Given instruction:
Take the line that contains "Can you confirm the presence of any concrete" as the first line and the last line of the material below as the final one; reproduce exactly the lines between, inclusive.

Record set:
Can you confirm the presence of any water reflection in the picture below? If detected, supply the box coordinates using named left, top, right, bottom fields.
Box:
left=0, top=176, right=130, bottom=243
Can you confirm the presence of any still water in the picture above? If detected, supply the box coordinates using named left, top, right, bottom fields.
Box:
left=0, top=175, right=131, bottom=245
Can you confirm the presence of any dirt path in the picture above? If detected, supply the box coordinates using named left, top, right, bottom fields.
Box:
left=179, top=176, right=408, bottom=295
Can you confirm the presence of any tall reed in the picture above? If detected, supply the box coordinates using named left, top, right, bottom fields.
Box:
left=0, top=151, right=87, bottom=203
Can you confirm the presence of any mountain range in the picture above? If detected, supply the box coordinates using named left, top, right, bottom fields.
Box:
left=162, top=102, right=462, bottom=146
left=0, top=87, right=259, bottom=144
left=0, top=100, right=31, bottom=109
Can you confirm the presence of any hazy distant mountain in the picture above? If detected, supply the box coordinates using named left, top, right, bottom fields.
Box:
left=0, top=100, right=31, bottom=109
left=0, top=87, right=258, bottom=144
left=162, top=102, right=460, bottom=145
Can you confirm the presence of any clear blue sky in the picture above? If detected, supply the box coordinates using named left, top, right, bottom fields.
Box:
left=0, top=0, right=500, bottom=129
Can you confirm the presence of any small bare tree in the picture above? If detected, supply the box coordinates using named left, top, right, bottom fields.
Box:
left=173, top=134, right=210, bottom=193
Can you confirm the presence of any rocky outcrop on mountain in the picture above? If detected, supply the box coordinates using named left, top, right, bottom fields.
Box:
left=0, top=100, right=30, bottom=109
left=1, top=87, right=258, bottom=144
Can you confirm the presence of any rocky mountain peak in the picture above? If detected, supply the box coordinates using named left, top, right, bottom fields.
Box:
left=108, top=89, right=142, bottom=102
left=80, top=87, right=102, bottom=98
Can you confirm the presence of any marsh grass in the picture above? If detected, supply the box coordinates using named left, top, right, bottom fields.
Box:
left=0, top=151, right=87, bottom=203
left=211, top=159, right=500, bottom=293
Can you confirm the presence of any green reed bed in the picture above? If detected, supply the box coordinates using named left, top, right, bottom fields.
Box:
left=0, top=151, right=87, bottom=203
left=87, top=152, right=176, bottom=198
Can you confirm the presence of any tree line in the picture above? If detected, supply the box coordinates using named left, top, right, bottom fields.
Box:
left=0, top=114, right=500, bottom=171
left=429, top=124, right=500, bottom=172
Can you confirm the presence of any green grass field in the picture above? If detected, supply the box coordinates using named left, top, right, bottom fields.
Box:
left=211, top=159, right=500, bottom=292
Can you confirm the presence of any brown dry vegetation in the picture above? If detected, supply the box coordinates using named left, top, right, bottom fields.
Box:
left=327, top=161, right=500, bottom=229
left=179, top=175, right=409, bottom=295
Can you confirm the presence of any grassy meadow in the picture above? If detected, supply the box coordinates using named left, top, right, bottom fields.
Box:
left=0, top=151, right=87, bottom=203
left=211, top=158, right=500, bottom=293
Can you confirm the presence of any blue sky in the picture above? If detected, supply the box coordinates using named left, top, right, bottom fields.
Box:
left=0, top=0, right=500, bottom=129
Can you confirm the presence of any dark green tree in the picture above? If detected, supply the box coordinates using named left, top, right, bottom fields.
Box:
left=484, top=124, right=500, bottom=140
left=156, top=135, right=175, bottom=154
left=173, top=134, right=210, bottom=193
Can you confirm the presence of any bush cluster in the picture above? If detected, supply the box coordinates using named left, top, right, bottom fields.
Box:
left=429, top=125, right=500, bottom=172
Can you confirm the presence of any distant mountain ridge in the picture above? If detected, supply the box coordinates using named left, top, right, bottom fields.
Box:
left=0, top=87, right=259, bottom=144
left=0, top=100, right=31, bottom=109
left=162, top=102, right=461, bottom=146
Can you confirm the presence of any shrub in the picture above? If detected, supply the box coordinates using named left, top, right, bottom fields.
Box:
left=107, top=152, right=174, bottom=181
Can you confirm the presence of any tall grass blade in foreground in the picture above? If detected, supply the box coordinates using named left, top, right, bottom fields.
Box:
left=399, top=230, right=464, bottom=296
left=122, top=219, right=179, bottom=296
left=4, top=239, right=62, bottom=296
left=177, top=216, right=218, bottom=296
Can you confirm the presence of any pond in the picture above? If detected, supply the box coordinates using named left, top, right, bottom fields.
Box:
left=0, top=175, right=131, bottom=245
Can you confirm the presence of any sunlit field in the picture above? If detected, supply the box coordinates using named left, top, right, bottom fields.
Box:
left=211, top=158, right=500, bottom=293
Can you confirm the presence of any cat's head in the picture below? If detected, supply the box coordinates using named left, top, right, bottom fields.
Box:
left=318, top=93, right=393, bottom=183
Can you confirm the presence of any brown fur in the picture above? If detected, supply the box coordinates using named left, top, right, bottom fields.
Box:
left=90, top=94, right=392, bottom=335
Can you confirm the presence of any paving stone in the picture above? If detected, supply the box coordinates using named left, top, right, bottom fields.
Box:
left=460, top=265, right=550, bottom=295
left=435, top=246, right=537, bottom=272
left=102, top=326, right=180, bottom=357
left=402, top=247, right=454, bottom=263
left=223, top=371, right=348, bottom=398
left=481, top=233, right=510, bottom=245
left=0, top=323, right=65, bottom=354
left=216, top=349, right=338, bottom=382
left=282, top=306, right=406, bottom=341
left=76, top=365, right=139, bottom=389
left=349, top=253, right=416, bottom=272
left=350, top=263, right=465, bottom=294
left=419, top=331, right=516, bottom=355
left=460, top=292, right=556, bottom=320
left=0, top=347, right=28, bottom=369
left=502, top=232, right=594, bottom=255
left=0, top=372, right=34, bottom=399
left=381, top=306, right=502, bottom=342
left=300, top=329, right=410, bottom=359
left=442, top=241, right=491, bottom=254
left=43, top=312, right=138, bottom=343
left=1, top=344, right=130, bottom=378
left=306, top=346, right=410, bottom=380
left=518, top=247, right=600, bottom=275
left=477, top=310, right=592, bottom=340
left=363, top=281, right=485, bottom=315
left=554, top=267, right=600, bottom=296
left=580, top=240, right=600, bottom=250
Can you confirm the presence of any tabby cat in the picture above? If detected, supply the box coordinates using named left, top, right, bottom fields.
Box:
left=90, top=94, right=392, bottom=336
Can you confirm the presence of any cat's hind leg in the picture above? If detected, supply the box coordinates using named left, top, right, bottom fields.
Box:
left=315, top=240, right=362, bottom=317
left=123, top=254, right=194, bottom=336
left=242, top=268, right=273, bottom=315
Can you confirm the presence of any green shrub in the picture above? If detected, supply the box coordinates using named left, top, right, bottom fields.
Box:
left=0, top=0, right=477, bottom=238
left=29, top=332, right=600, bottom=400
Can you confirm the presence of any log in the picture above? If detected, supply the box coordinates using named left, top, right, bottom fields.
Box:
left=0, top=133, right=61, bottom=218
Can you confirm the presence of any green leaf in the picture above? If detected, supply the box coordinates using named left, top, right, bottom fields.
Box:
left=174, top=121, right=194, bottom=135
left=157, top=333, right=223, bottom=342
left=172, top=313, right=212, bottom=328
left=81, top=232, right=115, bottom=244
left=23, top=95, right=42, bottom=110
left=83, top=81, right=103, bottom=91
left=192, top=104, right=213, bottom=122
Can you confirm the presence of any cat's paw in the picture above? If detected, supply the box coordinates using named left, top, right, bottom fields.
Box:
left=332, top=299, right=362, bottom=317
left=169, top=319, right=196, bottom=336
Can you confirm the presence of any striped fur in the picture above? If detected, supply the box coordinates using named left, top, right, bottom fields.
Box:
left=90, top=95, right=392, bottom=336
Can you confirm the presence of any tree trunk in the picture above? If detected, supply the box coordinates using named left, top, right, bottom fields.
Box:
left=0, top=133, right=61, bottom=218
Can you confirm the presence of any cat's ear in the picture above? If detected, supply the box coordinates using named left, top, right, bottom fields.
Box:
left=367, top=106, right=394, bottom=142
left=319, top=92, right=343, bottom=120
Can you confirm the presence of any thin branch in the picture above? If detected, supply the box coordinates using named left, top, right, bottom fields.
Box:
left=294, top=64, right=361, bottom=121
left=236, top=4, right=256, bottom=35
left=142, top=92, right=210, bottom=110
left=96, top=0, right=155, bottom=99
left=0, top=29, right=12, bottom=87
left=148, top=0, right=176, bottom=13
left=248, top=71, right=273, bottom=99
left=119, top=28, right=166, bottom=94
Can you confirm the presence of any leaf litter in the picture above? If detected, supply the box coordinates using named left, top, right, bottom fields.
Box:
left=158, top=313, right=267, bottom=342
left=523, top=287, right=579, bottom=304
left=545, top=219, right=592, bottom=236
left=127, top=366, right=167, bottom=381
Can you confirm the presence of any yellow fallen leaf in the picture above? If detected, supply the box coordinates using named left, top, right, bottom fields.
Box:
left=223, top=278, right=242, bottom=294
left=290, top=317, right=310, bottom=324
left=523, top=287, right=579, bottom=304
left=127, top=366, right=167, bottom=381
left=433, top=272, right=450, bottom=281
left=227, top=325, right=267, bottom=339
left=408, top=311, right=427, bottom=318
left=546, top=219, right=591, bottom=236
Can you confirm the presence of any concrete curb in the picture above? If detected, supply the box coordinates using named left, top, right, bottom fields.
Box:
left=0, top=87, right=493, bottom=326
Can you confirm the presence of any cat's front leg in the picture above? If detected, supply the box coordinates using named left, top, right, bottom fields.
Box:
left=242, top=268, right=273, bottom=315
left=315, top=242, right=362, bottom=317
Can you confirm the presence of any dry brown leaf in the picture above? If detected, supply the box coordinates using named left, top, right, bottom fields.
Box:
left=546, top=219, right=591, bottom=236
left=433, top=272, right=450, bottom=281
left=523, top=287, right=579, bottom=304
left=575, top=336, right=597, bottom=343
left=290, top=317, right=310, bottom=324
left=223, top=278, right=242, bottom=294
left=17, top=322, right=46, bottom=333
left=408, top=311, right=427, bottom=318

Task result:
Can you confirm the presence of any concrete curb in the picture above? If detected, supply the box coordinates using named left, top, right, bottom fields.
Box:
left=0, top=87, right=493, bottom=326
Can you confirm the presence of any cat's front leg in the picture above? If detected, supply the box coordinates using named left, top, right, bottom fields.
Box:
left=242, top=268, right=273, bottom=315
left=315, top=242, right=362, bottom=317
Can you confirm the presence of any dry brown leaf in the picture above? If detected, supply the box coordinates using named left, top, right, bottom fields.
Box:
left=546, top=219, right=591, bottom=236
left=433, top=272, right=450, bottom=281
left=523, top=287, right=579, bottom=304
left=575, top=336, right=597, bottom=343
left=290, top=317, right=310, bottom=324
left=223, top=278, right=242, bottom=294
left=17, top=322, right=46, bottom=333
left=408, top=311, right=427, bottom=318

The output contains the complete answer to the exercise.